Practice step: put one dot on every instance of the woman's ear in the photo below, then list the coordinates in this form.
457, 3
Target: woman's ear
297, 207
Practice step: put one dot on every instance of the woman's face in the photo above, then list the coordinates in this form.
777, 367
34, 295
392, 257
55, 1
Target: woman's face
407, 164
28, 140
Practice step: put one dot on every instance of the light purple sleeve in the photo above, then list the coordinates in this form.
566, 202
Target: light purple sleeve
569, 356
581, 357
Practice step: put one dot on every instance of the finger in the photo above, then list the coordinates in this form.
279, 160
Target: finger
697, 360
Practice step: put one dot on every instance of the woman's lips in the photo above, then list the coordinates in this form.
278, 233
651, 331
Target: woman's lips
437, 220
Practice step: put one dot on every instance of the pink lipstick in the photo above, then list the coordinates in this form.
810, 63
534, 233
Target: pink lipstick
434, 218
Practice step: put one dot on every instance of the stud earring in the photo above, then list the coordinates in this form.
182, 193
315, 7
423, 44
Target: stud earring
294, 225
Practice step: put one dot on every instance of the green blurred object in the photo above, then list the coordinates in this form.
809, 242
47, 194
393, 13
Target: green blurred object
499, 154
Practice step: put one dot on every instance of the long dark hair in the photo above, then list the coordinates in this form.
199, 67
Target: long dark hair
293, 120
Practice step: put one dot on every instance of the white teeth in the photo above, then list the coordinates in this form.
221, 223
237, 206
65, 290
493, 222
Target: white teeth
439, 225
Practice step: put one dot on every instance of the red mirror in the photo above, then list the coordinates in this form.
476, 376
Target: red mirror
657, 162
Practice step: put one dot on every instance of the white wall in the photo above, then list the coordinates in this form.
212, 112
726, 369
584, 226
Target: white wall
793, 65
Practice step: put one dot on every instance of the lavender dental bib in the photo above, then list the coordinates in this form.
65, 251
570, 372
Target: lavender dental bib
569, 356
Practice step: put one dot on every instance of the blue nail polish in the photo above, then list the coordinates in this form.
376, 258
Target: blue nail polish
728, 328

################

TASK TO COMPLETE: Your task is to reproduce exactly the lines from the one with "Target: white wall" through the end of the listing. Both ends belong in the answer.

ANSWER FOR THIS EXERCISE:
Target: white wall
793, 65
Practice step: put one dot on every instance of the lavender dental bib in the photo above, then list the coordinates in this form.
65, 251
570, 372
Target: lavender dental bib
569, 356
Practice step: put one dot on every instance of the blue nail polish in the photo above, then list the coordinates in this form.
376, 258
Target: blue nail polish
728, 328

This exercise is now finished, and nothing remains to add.